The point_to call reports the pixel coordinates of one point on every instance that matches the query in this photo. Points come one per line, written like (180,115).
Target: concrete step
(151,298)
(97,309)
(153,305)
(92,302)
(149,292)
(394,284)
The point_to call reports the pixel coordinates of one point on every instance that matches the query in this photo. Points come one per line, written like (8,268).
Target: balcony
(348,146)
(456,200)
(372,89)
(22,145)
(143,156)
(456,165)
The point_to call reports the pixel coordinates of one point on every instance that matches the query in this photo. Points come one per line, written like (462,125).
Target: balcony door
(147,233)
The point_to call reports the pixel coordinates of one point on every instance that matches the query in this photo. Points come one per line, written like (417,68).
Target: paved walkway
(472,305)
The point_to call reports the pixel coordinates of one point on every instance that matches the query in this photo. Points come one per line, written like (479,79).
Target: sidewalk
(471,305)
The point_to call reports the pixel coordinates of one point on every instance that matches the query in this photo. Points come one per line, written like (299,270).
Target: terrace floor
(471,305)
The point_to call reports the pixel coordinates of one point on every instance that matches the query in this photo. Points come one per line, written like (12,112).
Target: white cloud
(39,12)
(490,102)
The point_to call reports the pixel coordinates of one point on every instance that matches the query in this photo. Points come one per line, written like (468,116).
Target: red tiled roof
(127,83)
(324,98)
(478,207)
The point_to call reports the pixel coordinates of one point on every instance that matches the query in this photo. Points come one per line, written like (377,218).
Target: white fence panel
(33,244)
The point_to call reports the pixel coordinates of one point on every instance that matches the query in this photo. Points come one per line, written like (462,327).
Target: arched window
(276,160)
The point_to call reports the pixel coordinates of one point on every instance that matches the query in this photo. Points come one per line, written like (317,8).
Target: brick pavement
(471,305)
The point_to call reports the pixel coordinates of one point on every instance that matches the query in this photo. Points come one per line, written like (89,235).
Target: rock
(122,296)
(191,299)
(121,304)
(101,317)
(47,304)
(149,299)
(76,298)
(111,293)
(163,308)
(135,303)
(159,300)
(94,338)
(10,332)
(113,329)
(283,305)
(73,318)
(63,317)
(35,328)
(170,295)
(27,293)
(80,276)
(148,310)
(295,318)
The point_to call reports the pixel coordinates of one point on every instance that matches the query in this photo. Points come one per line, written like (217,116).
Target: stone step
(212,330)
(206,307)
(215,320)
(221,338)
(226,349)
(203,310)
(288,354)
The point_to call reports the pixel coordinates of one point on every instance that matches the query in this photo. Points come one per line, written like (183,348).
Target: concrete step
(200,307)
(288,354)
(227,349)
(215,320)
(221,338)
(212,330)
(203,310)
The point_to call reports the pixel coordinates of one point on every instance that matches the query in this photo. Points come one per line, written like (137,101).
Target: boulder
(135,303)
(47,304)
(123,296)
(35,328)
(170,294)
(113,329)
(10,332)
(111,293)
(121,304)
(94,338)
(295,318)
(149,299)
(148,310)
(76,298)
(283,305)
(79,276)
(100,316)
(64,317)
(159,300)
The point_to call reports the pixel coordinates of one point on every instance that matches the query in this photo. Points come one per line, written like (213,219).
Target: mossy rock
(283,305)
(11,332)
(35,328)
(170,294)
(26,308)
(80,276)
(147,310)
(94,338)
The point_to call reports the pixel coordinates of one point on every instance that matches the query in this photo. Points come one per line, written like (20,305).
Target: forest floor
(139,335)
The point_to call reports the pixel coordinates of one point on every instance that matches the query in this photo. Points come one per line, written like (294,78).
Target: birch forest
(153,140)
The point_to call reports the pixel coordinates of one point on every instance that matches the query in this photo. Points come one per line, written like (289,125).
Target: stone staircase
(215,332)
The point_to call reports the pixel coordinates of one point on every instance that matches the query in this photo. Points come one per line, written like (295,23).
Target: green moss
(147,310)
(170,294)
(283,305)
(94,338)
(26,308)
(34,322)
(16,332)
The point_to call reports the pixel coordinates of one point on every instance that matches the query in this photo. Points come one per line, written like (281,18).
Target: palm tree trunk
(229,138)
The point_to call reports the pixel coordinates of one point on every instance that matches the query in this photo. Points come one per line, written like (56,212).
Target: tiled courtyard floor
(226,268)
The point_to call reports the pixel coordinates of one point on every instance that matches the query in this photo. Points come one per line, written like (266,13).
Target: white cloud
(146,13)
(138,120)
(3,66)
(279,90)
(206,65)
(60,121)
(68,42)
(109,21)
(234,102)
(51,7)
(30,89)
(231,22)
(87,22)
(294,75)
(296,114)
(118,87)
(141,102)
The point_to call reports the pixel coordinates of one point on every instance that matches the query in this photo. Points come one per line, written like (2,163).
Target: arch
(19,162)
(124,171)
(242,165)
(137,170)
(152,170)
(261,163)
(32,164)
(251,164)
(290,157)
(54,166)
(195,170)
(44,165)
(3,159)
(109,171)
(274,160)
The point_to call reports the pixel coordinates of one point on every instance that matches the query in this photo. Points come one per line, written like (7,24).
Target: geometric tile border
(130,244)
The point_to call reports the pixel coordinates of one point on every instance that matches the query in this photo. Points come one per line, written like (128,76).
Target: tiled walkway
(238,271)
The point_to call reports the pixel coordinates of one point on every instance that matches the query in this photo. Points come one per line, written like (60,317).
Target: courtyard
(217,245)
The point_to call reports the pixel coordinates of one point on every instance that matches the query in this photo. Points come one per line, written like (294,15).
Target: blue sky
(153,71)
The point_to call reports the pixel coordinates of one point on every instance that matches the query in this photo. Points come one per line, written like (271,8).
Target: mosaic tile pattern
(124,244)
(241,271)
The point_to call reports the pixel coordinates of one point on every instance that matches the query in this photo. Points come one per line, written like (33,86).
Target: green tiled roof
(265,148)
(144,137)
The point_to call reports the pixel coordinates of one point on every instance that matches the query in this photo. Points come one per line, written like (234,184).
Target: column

What you will do →
Copy out everything verbatim from the line containing "written like (294,15)." down through the end of the records.

Final answer →
The point_to call reports the pixel coordinates of one point on every instance that matches the query in this photo. Points come one per line, written like (294,15).
Target: blue sky
(153,71)
The point_to call reports the pixel coordinates of one point on every instance that matches the query in this photo. Points come one per line, written like (271,8).
Target: mosaic tile pattern
(124,244)
(241,271)
The point_to call reports the pixel coordinates of one point on every instance that matches the query in this photo. Points come one per line, written like (33,86).
Target: green tiled roof
(265,148)
(144,137)
The point_to call reports the pixel coordinates of one point on every instance that matches the query in this photo. Points come one per line, written like (234,184).
Target: column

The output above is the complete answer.